__Excerpt__:
◆ ◆ ◆ ◆ ◆ ◆ ◆
Concern?  You guys are mandating that we have to build energy efficient homes and green homes to "save the planet", in California Jesuit Governor Brown wants you to mandate net zero homes while we are heating the planet mining bitcoin which is soon going to be consuming more energy than our homes and businesses.  If you want an alternative currency okay, but get rid of the codes mandating saving energy.


----------



## jpranch (May 17, 2018)

Thanks for the replies. I have been insanely busy since I posted this. As best as I can figure this will be a business occupancy and fire suppression would not be required unless the building is 55 feet or greater in height. Of course the electrical service would have to be designed by an electrical engineer as well as a mechanical engineer for the HVAC system. As far as these type occupancies being energy pigs the codes as far as I know do not address that. I guess the right or wrong of it would be up to the elected officials to discuss. Bottom line for me: I don't have a dog in that fight.  Any additional thoughts or suggestions very welcome.


----------



## ADAguy (May 17, 2018)

Lucky you are not in CA or our Green code might have something to say about all that energy consumed.
◆ ◆ ◆ ◆ ◆ ◆ ◆
Excerpts from a dataset
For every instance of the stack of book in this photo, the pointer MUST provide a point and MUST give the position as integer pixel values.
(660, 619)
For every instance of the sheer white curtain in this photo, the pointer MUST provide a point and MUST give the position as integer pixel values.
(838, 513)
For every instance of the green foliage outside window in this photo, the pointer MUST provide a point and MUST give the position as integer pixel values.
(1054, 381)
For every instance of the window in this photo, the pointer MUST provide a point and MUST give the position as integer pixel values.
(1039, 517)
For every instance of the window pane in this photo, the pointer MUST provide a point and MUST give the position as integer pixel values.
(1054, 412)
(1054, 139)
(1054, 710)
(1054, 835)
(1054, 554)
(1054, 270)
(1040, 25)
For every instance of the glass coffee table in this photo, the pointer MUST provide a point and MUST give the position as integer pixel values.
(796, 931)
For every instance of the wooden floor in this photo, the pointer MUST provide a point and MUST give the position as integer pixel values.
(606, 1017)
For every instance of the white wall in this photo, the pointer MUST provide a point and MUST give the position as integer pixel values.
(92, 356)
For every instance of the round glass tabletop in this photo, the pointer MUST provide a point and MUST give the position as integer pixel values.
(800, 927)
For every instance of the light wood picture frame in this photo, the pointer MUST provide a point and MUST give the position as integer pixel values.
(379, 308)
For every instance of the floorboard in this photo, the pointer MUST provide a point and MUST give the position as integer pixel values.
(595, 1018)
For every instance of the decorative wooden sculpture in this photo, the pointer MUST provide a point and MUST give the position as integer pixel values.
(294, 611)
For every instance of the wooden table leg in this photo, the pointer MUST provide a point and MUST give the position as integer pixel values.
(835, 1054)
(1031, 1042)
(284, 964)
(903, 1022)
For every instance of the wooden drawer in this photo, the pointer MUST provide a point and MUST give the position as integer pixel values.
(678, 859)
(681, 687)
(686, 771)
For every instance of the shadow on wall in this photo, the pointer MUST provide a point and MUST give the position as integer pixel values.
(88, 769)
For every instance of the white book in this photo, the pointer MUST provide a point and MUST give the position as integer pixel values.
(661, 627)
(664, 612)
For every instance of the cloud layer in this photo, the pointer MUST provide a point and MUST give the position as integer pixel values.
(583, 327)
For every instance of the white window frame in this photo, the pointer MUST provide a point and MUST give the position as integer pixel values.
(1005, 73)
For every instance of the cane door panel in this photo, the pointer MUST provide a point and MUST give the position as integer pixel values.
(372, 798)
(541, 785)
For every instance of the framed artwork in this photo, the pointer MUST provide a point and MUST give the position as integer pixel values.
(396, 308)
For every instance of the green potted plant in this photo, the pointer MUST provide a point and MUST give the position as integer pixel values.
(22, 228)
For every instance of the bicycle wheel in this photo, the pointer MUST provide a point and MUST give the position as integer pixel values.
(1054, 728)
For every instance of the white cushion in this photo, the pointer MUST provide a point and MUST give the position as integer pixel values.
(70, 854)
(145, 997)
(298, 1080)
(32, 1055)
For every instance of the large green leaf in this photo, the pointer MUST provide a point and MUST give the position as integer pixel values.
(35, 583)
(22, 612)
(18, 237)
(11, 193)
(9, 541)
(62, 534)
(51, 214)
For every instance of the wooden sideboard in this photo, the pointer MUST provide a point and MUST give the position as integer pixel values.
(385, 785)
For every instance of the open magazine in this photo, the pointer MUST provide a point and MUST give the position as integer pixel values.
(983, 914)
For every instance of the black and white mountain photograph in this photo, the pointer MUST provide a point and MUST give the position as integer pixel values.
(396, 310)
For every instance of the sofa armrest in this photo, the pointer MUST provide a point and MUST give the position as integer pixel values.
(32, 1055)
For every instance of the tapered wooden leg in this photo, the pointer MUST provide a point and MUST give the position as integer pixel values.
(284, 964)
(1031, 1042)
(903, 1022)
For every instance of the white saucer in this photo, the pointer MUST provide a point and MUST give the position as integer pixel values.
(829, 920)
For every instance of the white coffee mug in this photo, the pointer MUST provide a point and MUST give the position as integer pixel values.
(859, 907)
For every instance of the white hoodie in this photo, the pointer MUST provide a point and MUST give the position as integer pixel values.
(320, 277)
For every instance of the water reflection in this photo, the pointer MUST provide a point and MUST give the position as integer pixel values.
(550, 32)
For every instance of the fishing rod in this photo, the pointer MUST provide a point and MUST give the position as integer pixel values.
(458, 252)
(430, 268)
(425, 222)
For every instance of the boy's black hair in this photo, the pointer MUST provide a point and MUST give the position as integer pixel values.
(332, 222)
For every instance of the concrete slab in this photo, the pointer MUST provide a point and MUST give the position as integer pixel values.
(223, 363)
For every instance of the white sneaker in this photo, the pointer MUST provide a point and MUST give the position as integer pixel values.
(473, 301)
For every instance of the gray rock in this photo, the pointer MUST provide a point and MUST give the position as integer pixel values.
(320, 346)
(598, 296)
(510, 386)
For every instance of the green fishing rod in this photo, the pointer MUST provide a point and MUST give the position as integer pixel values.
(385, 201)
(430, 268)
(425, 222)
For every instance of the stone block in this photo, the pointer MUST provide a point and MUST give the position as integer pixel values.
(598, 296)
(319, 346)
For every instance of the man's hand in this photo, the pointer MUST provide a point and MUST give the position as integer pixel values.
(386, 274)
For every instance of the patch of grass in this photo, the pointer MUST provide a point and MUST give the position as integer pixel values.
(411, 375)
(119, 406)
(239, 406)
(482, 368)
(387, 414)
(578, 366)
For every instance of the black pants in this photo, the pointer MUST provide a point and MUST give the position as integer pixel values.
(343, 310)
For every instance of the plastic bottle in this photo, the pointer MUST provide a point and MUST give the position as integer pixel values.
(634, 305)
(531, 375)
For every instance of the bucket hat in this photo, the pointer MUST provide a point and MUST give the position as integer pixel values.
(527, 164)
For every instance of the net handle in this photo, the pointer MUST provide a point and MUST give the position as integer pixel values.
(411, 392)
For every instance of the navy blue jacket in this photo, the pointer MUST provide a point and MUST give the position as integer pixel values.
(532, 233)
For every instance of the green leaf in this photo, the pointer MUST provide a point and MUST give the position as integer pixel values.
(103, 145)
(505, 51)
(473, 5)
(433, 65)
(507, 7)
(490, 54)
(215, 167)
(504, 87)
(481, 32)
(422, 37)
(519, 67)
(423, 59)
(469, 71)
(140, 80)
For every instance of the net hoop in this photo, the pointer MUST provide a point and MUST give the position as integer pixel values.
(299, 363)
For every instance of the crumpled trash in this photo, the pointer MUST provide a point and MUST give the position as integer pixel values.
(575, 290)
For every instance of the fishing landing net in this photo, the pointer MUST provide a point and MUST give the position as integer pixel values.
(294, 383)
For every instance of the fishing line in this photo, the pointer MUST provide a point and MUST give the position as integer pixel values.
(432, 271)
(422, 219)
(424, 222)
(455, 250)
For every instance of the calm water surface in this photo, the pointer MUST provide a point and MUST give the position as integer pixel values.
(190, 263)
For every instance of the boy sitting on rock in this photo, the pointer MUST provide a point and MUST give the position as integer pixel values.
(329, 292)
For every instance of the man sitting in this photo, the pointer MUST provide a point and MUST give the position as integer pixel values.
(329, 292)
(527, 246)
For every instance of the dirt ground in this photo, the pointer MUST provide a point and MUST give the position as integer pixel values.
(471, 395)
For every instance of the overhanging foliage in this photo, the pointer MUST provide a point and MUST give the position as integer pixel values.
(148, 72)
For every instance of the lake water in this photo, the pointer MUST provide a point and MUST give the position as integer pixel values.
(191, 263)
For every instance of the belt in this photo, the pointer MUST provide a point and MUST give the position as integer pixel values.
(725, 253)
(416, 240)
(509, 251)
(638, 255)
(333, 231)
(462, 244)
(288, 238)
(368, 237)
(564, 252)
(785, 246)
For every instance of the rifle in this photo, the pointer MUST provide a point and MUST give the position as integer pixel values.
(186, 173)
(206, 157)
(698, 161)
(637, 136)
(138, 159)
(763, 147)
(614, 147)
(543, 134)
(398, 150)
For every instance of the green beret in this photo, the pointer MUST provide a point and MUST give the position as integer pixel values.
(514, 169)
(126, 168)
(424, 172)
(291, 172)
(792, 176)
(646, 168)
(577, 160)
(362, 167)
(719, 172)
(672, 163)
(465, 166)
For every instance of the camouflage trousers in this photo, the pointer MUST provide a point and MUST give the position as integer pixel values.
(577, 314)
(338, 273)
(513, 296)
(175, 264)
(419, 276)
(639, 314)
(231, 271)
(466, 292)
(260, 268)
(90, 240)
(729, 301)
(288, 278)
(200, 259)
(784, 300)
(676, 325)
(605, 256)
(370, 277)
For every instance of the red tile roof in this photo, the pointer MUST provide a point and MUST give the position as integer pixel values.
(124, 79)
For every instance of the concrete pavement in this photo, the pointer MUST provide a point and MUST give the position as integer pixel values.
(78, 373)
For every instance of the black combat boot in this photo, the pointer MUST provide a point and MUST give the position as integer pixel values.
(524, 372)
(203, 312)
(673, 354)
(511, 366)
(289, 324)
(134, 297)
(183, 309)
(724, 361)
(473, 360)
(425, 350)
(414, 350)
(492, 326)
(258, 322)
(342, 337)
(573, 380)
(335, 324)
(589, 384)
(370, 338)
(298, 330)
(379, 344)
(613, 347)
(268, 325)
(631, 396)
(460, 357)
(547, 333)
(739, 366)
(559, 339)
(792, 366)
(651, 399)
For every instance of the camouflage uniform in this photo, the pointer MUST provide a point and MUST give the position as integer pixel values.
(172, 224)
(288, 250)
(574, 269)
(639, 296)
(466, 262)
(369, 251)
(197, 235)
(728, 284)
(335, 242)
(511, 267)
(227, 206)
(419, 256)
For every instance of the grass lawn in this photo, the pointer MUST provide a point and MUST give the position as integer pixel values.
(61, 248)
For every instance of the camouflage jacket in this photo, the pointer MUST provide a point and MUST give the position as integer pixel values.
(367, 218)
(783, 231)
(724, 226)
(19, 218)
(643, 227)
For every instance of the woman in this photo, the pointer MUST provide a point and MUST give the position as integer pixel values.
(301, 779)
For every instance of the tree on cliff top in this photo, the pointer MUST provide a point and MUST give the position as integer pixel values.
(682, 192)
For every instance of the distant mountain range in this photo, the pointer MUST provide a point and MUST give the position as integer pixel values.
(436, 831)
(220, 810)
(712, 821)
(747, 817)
◆ ◆ ◆ ◆ ◆ ◆ ◆
__Your assignment__:
Answer these questions from the forum thread, one per line:
1. According to the first post, what will bitcoin mining soon be consuming more energy than?
2. Under what condition does jpranch say fire suppression would be required?
3. Which code does ADAguy say might have something to say about all that energy consumed?
The data stands apart from the forum thread.

__Answer to this task__:
1. Our homes and businesses.
2. If the building is 55 feet or greater in height.
3. The Green code in CA.